**Supplied entries**
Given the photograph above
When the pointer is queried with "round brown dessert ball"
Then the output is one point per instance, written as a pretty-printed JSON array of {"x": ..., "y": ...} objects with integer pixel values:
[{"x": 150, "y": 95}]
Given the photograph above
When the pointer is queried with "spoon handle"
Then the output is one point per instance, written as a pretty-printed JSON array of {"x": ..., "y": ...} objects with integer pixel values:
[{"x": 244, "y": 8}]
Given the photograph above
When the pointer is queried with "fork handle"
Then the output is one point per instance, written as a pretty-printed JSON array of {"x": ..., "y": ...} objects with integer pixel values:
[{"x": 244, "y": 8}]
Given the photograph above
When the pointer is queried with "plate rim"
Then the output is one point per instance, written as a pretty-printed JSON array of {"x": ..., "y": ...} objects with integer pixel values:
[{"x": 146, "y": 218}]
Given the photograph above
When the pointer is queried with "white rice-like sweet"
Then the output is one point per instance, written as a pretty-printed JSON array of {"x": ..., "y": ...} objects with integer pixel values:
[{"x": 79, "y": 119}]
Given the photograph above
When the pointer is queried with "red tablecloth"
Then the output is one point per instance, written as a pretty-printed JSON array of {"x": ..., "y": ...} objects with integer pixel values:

--

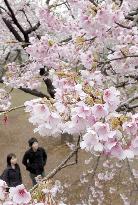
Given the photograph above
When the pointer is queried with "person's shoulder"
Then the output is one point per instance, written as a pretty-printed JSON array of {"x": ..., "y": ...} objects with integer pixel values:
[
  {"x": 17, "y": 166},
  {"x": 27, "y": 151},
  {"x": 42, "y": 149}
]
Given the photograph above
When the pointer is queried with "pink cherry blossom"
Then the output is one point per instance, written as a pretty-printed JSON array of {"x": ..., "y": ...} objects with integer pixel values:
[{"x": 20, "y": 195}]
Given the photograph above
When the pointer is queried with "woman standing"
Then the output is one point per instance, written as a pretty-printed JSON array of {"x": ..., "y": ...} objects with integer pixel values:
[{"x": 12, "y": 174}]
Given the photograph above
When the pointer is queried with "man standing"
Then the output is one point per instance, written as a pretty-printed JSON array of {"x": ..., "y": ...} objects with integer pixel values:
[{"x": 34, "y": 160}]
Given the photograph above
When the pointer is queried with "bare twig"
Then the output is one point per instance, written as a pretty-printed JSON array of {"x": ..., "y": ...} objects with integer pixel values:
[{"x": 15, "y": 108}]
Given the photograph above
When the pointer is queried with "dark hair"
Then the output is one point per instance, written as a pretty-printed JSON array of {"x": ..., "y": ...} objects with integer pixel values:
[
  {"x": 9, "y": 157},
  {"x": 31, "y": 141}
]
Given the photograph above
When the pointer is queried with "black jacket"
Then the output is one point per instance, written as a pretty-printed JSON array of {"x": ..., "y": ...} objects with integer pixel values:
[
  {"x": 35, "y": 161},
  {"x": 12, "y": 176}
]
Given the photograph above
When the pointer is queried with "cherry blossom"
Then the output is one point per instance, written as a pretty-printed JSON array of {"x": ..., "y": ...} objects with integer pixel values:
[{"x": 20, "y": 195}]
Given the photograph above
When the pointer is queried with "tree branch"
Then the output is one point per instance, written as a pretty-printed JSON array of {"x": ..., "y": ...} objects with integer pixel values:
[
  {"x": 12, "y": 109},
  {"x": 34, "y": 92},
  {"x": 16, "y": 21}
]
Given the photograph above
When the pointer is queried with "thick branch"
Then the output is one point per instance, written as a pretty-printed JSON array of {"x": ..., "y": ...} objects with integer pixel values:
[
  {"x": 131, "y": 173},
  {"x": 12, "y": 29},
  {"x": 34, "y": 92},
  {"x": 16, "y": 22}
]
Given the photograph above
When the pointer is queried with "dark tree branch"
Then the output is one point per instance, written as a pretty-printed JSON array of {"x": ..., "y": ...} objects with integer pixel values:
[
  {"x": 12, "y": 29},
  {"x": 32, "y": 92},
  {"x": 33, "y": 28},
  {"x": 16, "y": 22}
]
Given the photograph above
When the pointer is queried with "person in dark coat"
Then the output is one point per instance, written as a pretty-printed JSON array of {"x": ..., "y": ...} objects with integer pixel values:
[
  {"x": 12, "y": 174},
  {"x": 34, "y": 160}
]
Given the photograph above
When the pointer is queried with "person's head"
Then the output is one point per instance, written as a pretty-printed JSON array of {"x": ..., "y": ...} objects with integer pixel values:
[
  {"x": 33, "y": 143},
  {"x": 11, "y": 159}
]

--

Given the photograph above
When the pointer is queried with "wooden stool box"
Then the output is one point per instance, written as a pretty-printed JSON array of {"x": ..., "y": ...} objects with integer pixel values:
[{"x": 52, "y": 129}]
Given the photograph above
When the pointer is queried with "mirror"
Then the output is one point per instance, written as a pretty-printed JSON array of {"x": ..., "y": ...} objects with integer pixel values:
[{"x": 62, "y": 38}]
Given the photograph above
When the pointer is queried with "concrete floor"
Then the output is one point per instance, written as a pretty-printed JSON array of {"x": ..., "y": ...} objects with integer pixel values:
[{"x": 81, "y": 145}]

**Your instructions**
Locate every line in the material above that contains the string "person" and copy each such line in full. Matching is case-sensitive.

**Reply**
When the pointer is queried with "person's shoulder"
When the pointer is queried with "person in dark coat"
When the pointer is queried with "person's head"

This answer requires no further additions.